[[ Material provided, beginning ]]
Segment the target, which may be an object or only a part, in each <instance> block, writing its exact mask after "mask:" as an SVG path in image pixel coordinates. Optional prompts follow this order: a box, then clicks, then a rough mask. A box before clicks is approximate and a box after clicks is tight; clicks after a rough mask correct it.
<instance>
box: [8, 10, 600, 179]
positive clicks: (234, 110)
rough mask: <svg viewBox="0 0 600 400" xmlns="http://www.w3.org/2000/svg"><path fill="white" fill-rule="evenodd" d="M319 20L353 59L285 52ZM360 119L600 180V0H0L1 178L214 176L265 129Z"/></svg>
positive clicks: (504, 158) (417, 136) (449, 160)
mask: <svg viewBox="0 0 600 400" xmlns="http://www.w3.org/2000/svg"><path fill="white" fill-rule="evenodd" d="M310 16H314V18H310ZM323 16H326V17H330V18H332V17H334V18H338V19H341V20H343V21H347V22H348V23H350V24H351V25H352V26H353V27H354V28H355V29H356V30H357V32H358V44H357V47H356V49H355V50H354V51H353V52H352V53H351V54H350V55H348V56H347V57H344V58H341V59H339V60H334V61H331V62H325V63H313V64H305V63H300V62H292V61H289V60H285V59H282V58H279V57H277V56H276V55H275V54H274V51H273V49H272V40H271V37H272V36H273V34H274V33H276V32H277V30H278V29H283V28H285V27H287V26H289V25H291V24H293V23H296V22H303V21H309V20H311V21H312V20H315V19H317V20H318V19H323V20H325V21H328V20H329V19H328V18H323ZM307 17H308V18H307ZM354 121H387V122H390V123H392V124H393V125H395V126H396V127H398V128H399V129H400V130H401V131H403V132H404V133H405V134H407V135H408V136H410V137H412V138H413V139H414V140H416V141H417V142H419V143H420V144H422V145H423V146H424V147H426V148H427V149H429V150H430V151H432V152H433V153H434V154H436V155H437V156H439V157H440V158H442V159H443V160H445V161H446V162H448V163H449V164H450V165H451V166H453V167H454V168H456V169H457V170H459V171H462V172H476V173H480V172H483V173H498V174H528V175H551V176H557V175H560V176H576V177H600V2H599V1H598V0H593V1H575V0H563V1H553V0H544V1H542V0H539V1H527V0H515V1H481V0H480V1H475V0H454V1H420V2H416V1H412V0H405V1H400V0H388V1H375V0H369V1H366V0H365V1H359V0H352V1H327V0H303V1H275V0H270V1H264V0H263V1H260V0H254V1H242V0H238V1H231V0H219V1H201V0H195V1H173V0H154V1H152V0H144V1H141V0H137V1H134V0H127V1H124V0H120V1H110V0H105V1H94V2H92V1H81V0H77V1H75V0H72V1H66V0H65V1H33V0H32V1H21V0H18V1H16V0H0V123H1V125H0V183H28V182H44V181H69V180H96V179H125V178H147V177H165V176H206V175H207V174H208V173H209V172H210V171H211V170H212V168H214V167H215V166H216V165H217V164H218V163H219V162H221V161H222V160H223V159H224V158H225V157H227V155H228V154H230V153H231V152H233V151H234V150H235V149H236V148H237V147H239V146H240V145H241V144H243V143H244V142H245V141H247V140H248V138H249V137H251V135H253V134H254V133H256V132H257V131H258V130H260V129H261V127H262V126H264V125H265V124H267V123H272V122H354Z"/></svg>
[[ Material provided, end ]]
Directions:
Taking the entries from their first line through the line with "rough mask: <svg", inclusive, restate each line word for word and give nothing else.

Response:
Segment the target, which may be an object or only a part, in each <instance> block, writing its exact mask after "mask:" as an SVG path in image pixel coordinates. Optional prompts follow this order: a box, then clicks, then a rough mask. A box before clicks is approximate and a box after clicks is tight; clicks after a rough mask correct it.
<instance>
box: [8, 10, 600, 179]
positive clicks: (234, 110)
rough mask: <svg viewBox="0 0 600 400" xmlns="http://www.w3.org/2000/svg"><path fill="white" fill-rule="evenodd" d="M319 20L353 59L285 52ZM360 119L600 180V0H0L1 178L214 176L265 129Z"/></svg>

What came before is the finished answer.